[Collected data entries]
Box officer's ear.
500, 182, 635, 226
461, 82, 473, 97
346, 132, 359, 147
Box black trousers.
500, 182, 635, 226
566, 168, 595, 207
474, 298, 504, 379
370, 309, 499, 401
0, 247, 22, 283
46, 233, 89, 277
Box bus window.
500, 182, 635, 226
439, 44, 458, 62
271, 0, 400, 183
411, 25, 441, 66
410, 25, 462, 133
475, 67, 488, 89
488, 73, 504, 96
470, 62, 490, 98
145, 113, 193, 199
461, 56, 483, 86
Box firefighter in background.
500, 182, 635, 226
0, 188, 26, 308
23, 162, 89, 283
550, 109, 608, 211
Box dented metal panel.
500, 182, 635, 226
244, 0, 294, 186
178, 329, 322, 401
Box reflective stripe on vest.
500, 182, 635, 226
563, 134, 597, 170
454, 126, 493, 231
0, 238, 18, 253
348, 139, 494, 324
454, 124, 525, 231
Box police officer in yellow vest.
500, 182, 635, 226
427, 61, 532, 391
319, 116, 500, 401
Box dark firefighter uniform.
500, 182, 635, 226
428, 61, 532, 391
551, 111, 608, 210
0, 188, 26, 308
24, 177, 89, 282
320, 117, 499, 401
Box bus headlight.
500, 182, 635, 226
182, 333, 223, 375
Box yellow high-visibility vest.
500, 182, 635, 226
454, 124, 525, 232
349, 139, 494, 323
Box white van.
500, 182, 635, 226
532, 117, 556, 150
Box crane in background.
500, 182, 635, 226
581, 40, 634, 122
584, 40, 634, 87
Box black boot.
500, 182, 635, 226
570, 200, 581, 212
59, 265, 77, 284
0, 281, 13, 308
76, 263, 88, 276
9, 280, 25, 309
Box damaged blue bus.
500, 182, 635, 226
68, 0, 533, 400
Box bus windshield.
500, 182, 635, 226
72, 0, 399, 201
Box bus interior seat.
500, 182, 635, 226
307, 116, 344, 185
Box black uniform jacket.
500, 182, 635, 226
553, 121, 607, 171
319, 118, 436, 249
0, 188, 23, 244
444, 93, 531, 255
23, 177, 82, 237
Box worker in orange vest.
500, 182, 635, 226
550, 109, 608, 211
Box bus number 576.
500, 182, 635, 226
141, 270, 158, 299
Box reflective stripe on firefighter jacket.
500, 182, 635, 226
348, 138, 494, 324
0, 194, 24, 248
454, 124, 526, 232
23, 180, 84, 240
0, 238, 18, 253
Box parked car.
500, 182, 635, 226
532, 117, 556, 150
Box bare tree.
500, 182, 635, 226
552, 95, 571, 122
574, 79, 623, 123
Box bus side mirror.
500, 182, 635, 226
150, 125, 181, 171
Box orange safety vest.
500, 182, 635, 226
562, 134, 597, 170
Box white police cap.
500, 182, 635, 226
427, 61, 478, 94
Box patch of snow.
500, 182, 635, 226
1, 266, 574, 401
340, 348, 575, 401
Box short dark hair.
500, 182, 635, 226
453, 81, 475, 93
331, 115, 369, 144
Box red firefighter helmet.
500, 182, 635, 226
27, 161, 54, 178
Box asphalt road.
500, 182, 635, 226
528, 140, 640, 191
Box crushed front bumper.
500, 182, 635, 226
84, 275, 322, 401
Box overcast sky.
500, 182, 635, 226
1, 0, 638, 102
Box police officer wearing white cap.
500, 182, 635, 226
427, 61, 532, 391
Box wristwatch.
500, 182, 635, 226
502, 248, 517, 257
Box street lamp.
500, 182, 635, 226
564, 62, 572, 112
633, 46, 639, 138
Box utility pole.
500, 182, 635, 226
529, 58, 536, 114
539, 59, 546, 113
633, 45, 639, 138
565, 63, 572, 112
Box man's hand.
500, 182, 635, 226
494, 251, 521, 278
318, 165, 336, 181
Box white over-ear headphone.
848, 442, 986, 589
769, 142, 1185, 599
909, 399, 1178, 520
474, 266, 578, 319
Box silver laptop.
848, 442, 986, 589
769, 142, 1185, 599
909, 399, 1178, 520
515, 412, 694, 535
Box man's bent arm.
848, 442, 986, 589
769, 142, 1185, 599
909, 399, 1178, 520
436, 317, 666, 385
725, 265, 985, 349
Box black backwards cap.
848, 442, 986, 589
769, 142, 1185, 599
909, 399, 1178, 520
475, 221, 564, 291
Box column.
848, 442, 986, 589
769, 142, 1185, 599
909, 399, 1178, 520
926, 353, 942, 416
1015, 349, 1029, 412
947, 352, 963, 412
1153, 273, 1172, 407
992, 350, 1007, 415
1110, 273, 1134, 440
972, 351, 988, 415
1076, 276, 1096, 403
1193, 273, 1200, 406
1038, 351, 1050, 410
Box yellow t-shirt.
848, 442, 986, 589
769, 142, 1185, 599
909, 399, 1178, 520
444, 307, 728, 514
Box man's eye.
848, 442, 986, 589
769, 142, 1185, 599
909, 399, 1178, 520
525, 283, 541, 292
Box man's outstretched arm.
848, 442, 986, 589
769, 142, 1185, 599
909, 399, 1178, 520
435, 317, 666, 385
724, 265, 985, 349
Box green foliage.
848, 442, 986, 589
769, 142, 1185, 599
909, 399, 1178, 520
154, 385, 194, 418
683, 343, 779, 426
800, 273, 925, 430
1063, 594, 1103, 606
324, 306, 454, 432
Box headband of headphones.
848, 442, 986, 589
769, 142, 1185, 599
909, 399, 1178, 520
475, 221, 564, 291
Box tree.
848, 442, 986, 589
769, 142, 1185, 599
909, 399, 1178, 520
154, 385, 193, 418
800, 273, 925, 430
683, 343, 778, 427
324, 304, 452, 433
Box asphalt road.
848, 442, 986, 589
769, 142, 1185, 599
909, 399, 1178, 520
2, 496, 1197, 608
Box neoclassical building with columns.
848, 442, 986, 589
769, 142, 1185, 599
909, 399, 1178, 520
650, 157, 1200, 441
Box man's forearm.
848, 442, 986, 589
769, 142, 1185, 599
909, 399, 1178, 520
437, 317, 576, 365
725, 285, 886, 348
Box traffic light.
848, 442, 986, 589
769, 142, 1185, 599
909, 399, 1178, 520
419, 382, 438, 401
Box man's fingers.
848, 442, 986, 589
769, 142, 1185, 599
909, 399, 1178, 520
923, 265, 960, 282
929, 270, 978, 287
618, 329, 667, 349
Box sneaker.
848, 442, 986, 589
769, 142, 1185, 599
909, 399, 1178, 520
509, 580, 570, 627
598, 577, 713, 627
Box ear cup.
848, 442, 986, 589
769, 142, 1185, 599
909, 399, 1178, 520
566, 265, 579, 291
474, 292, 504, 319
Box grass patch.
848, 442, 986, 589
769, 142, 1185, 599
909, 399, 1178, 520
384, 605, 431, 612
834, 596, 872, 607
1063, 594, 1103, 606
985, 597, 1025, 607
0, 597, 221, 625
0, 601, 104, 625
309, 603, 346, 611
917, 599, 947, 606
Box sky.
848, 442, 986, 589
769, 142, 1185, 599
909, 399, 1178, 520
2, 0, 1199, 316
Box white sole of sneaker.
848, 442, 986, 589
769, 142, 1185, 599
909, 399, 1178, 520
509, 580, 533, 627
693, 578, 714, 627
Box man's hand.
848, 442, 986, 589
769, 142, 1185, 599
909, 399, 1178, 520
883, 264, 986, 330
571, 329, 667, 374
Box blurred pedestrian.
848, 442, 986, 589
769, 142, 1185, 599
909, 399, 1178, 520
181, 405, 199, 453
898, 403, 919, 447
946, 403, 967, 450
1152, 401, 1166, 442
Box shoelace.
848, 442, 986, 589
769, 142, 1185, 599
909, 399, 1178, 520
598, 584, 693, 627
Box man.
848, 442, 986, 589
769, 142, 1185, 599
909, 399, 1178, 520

> **WHAT YOU SHOULD DO**
Please copy out the data above exactly.

> **TASK OUTPUT**
Box officer's ear.
500, 182, 635, 226
461, 82, 473, 97
346, 132, 359, 147
Box black trousers.
500, 182, 635, 226
566, 168, 595, 207
474, 298, 504, 379
370, 309, 499, 401
0, 247, 22, 283
46, 233, 89, 277
Box bus window.
500, 182, 635, 226
439, 44, 458, 62
271, 0, 400, 183
411, 25, 441, 66
410, 25, 462, 133
475, 67, 488, 89
488, 73, 504, 96
470, 62, 490, 98
145, 113, 193, 199
461, 56, 483, 86
Box firefighter in background.
500, 182, 635, 226
0, 188, 26, 308
23, 162, 89, 283
550, 109, 608, 211
Box dented metal panel.
500, 182, 635, 226
244, 0, 294, 186
178, 329, 322, 401
Box reflective stripe on vest.
500, 182, 635, 226
563, 134, 597, 170
454, 126, 493, 231
0, 238, 18, 253
348, 139, 494, 324
454, 124, 525, 231
Box police officer in yellow vest.
500, 182, 635, 226
427, 61, 532, 391
319, 116, 500, 401
Box dark firefighter uniform.
500, 182, 635, 226
428, 61, 532, 391
551, 111, 608, 210
0, 188, 26, 308
24, 177, 89, 282
320, 117, 499, 401
Box bus headlight.
500, 182, 635, 226
182, 333, 223, 375
Box yellow high-visibility vest.
500, 182, 635, 226
454, 124, 525, 232
349, 139, 494, 323
Box white van.
500, 182, 635, 226
532, 117, 556, 150
Box crane in background.
500, 182, 635, 226
581, 40, 634, 122
584, 40, 634, 87
Box black boot.
500, 182, 635, 226
570, 200, 581, 212
59, 265, 77, 284
0, 281, 13, 308
76, 263, 88, 276
9, 280, 25, 309
Box damaged blue bus.
500, 182, 635, 226
68, 0, 533, 400
Box bus windshield.
500, 182, 635, 226
72, 0, 399, 201
Box bus interior seat.
500, 182, 635, 226
307, 116, 344, 185
Box black uniform jacket.
500, 182, 635, 226
553, 121, 607, 171
319, 118, 436, 249
0, 188, 23, 244
444, 93, 531, 255
23, 177, 82, 237
Box worker in orange vest.
500, 182, 635, 226
550, 109, 608, 211
Box bus number 576.
500, 182, 635, 226
141, 270, 158, 299
Box reflective stripe on firefighter jacket.
500, 182, 635, 226
348, 138, 494, 324
0, 194, 24, 248
454, 124, 526, 232
23, 180, 84, 240
0, 238, 18, 253
Box parked car.
500, 182, 635, 226
532, 117, 556, 150
Box bare tree.
500, 182, 635, 226
552, 95, 571, 122
574, 79, 623, 123
Box bus side mirror.
500, 182, 635, 226
150, 125, 181, 171
Box orange safety vest.
500, 182, 635, 226
562, 134, 597, 170
Box white police cap.
500, 182, 635, 226
427, 61, 478, 94
Box patch of snow.
500, 182, 635, 226
1, 266, 574, 401
340, 348, 575, 401
Box short dark hair.
500, 182, 635, 226
453, 81, 475, 93
331, 115, 369, 144
Box red firefighter helmet.
500, 182, 635, 226
27, 161, 54, 178
Box asphalt road.
500, 182, 635, 226
528, 140, 640, 191
Box crushed front bumper.
500, 182, 635, 226
84, 275, 322, 401
Box overcast sky.
500, 182, 635, 226
1, 0, 638, 102
Box police officer wearing white cap.
500, 182, 635, 226
427, 61, 532, 391
Box wristwatch.
500, 182, 635, 226
502, 248, 517, 257
Box street lamp.
500, 182, 635, 226
564, 62, 572, 112
633, 46, 639, 138
Box utility pole.
500, 182, 635, 226
529, 58, 536, 114
539, 59, 546, 113
633, 45, 639, 138
565, 63, 572, 112
Box man's hand.
500, 182, 635, 226
494, 251, 521, 278
318, 165, 336, 181
Box white over-ear headphone.
848, 442, 986, 589
769, 142, 1185, 599
909, 399, 1178, 520
474, 266, 578, 319
Box silver laptop.
848, 442, 986, 589
769, 142, 1185, 599
909, 399, 1178, 520
515, 412, 694, 535
Box man's bent arm.
848, 442, 986, 589
769, 142, 1185, 599
909, 399, 1178, 520
436, 317, 666, 385
725, 265, 985, 349
Box black backwards cap.
848, 442, 986, 589
769, 142, 1185, 599
909, 399, 1178, 520
475, 221, 564, 291
Box column.
848, 442, 986, 589
769, 142, 1185, 599
909, 399, 1178, 520
926, 353, 942, 416
1015, 349, 1029, 412
947, 352, 963, 412
1153, 273, 1172, 407
992, 350, 1007, 415
1110, 273, 1134, 440
972, 351, 988, 415
1076, 276, 1096, 403
1193, 273, 1200, 406
1038, 351, 1050, 410
Box yellow t-shirt.
848, 442, 986, 589
769, 142, 1185, 599
909, 399, 1178, 520
444, 307, 728, 514
Box man's eye.
848, 442, 986, 589
769, 142, 1185, 599
909, 399, 1178, 520
525, 283, 541, 292
Box man's outstretched arm.
848, 442, 986, 589
769, 142, 1185, 599
909, 399, 1178, 520
435, 317, 666, 385
724, 265, 985, 349
Box green foliage.
848, 442, 986, 589
769, 142, 1185, 599
909, 399, 1178, 520
154, 385, 194, 418
683, 343, 779, 426
800, 273, 925, 430
1063, 594, 1103, 606
324, 306, 454, 432
Box headband of headphones.
848, 442, 986, 589
769, 142, 1185, 599
909, 399, 1178, 520
475, 221, 564, 291
Box tree.
848, 442, 986, 589
769, 142, 1185, 599
909, 399, 1178, 520
154, 385, 193, 418
800, 273, 925, 430
683, 343, 778, 427
324, 304, 452, 433
Box asphalt road.
848, 442, 986, 589
769, 142, 1185, 599
909, 399, 1178, 520
2, 496, 1197, 608
Box neoclassical building with columns.
848, 442, 986, 589
769, 142, 1185, 599
909, 399, 1178, 520
650, 157, 1200, 441
Box man's forearm.
848, 442, 986, 589
769, 142, 1185, 599
909, 399, 1178, 520
437, 317, 576, 365
725, 285, 886, 348
Box traffic light.
848, 442, 986, 589
769, 142, 1185, 599
909, 399, 1178, 520
419, 382, 438, 401
Box man's fingers.
848, 442, 986, 589
769, 142, 1185, 599
909, 399, 1178, 520
923, 265, 960, 282
929, 270, 978, 287
618, 329, 667, 349
Box sneaker.
848, 442, 986, 589
769, 142, 1185, 599
909, 399, 1178, 520
509, 580, 570, 627
598, 577, 713, 627
Box ear cup.
848, 442, 986, 589
769, 142, 1185, 599
909, 399, 1178, 520
566, 265, 579, 291
474, 292, 504, 319
Box grass patch.
848, 442, 986, 589
769, 142, 1185, 599
909, 399, 1178, 520
384, 605, 431, 612
834, 596, 872, 607
1063, 594, 1103, 606
985, 597, 1025, 607
0, 597, 221, 625
0, 601, 104, 625
309, 603, 346, 611
917, 599, 947, 606
Box sky.
848, 442, 986, 589
769, 142, 1185, 599
909, 399, 1178, 520
2, 0, 1199, 316
Box white sole of sneaker.
848, 442, 986, 589
769, 142, 1185, 599
909, 399, 1178, 520
509, 580, 533, 627
693, 578, 714, 627
Box man's hand.
848, 442, 986, 589
769, 142, 1185, 599
909, 399, 1178, 520
883, 264, 986, 330
571, 329, 667, 374
Box blurred pedestrian.
848, 442, 986, 589
769, 142, 1185, 599
909, 399, 1178, 520
181, 405, 199, 453
898, 403, 919, 447
946, 403, 967, 450
1152, 401, 1166, 442
Box shoelace.
848, 442, 986, 589
769, 142, 1185, 599
909, 399, 1178, 520
598, 584, 693, 627
Box man.
848, 442, 986, 589
769, 142, 1185, 599
909, 399, 1178, 520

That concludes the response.